→ **Dataset records**:
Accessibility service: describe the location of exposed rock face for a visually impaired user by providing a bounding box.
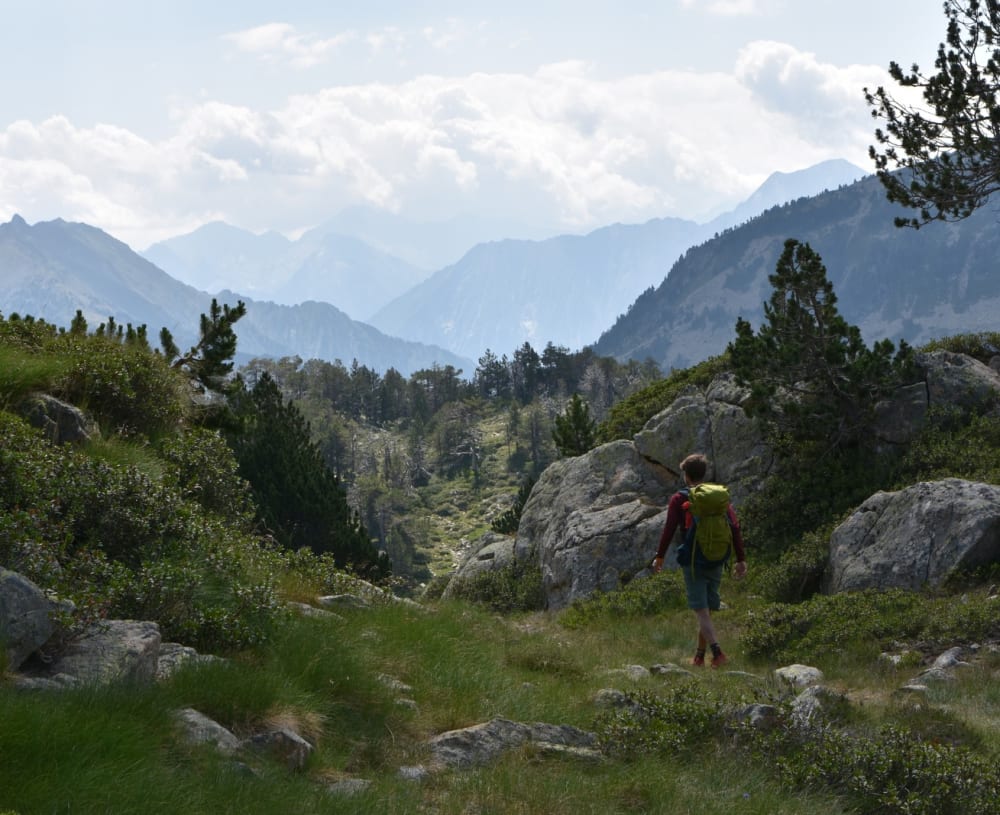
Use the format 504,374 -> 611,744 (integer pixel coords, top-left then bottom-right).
441,532 -> 514,599
515,441 -> 674,609
21,393 -> 100,444
635,373 -> 772,504
824,478 -> 1000,593
0,567 -> 53,671
43,620 -> 160,684
515,374 -> 771,609
430,719 -> 599,768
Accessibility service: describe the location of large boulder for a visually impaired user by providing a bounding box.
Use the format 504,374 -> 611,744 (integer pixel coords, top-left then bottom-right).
20,393 -> 100,444
515,441 -> 676,609
824,478 -> 1000,593
634,373 -> 773,505
515,374 -> 771,609
48,620 -> 160,685
0,567 -> 54,671
441,532 -> 514,600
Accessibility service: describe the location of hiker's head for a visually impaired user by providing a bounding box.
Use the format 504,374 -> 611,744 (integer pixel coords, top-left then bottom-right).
681,453 -> 708,484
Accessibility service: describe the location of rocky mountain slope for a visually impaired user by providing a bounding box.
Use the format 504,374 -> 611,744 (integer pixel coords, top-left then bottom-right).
0,216 -> 471,376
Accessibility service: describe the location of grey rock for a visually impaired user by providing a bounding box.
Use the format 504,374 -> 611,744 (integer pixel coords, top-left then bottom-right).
824,478 -> 1000,593
791,685 -> 847,726
774,663 -> 823,688
0,567 -> 55,671
430,719 -> 597,768
441,532 -> 514,600
326,778 -> 372,798
19,393 -> 100,444
47,620 -> 160,685
241,727 -> 313,772
733,703 -> 781,733
175,707 -> 240,754
156,642 -> 225,682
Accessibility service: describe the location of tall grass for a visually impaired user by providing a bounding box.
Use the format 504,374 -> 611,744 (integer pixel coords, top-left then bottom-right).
0,344 -> 71,408
0,574 -> 1000,815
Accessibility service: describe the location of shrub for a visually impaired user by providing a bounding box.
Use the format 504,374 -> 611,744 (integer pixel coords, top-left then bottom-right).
919,331 -> 1000,365
760,727 -> 1000,815
597,354 -> 730,444
452,560 -> 545,613
749,527 -> 832,603
559,570 -> 687,628
596,683 -> 723,758
743,589 -> 929,662
0,413 -> 281,648
53,334 -> 190,437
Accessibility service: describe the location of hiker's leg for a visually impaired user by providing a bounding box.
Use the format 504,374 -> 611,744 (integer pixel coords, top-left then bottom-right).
692,608 -> 716,647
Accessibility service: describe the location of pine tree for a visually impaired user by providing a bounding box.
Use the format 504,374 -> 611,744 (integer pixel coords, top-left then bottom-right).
728,239 -> 911,446
552,393 -> 597,456
230,373 -> 390,577
865,0 -> 1000,227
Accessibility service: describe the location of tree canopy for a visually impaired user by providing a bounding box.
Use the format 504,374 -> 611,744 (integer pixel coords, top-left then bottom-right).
865,0 -> 1000,228
728,238 -> 910,447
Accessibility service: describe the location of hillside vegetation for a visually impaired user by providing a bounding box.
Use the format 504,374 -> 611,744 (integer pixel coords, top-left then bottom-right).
0,276 -> 1000,815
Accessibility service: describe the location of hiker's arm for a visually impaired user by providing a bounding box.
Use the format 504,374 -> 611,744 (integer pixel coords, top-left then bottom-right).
653,493 -> 684,572
729,504 -> 747,578
729,504 -> 747,563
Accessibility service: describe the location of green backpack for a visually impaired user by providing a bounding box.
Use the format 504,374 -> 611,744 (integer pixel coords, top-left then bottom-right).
678,484 -> 733,568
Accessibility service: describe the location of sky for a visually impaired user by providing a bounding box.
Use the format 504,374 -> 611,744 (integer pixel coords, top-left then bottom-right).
0,0 -> 945,250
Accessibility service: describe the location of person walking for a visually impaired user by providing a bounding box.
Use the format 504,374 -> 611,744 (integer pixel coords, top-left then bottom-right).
652,453 -> 747,668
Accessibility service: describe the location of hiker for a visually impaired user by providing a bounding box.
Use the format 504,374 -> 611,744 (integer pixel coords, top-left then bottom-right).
652,453 -> 747,668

→ **Aim**:
Return the listing above in full and without alteration, excluding its pictures.

→ **Exercise response**:
Accessibility service: describe the location of exposed rock face for a visually impaired user by providing a bounding box.
Use the format 504,374 -> 611,744 (integer pixel coords, top-left then bottom-right).
441,532 -> 514,599
515,441 -> 674,609
21,393 -> 100,444
635,373 -> 772,504
824,478 -> 1000,593
0,567 -> 53,671
43,620 -> 160,684
515,374 -> 771,609
430,719 -> 599,768
Accessibility service: describe the location of large boulder for a visually impaired user by providing a bounding box.
Use the format 504,374 -> 611,744 (integer pixel coords, top-left then bottom-right).
20,393 -> 100,444
515,441 -> 676,609
824,478 -> 1000,593
634,373 -> 773,505
515,374 -> 771,609
48,620 -> 160,685
0,567 -> 54,671
441,532 -> 514,600
Accessibility service: describe the location of hiker's head for a visually impaired user by providing a bounding box.
Use the format 504,374 -> 611,744 (integer pixel coords, top-left then bottom-right).
681,453 -> 708,484
Accessibility service: describe the location of rocky mountain slope for a visually impaired user by providing a bounding box.
Use the format 504,374 -> 611,744 (integer pixel coords, top-left then bottom-right).
0,216 -> 471,376
Accessibility service: describe the location of grey rock for a visually impaired user by providing a bounding box.
Use the format 504,374 -> 611,744 (integer pixel coords, top-left then bottom-right).
824,478 -> 1000,593
791,685 -> 847,726
774,663 -> 823,688
0,567 -> 55,671
430,719 -> 597,768
441,532 -> 514,600
326,778 -> 372,798
19,393 -> 100,444
47,620 -> 160,685
241,727 -> 313,772
733,703 -> 781,733
175,707 -> 240,754
156,642 -> 225,682
Accessibility service: describe the location of tall grass for a visually impaired user by providing a bounding box.
Use the format 504,374 -> 611,744 (integer pixel coords, top-left then bottom-right).
0,344 -> 71,408
0,574 -> 1000,815
Accessibility service: describe the location of shrub for a visually impaired user by providing a bounding box.
Use the format 504,374 -> 611,744 (integer pixel coords, top-left then bottom-right).
919,331 -> 1000,365
760,727 -> 1000,815
597,354 -> 730,444
452,560 -> 545,613
749,527 -> 832,603
559,570 -> 687,628
596,683 -> 723,758
743,589 -> 929,662
0,413 -> 281,648
53,334 -> 190,437
Accessibility service: describe the location of hiker's leg for a visually impaired user by providing a bounding box.
Use the format 504,374 -> 611,744 (integer pixel coords, top-left then bottom-right).
692,608 -> 716,647
Accessibility service: describe the location of pine tree for a visually impaired user by providing a bounding box.
Use the format 504,374 -> 611,744 (integer pixel coords, top-left then bottom-right).
728,239 -> 911,446
552,393 -> 597,456
230,373 -> 390,577
865,0 -> 1000,227
Accessibility service: describe the location of tree canopy for a visually impaired user by providing a bounding box.
Use the format 504,374 -> 611,744 (integer pixel coords, top-left then bottom-right).
865,0 -> 1000,228
728,238 -> 910,447
Accessibility service: describe the location of hillside vegetation for a visually impaired user by providing a bounding box.
Use the format 504,374 -> 611,744 (integer pixel coords, top-left then bottom-right).
0,276 -> 1000,815
Accessibility service: describe the location of hiker's arm for a visually impaired user by providing a bounding box.
Use the format 504,374 -> 611,744 (integer pixel coords, top-left then bottom-right).
653,493 -> 684,572
729,504 -> 747,578
729,504 -> 747,563
Accessibility service: describe the location of green backpack for a visually impaired user by providing a bounding box.
Use the format 504,374 -> 611,744 (integer pixel coords, top-left then bottom-right).
678,484 -> 733,568
Accessibility service: describe the location of sky for a visually impaired user by providing a bounding box.
Use the format 504,374 -> 611,744 (integer pixel coords, top-left then bottom-right).
0,0 -> 945,250
Accessibility service: describe the location of person walking for a visually impaired user by providing a bounding box.
Use the format 504,374 -> 611,744 (integer pixel coords, top-left then bottom-right).
652,453 -> 747,668
Accessibility service: describe the location of hiker for a visually impaired user by providing a bounding box.
Use the format 504,374 -> 611,744 (integer pixel coords, top-left then bottom-right).
652,453 -> 747,668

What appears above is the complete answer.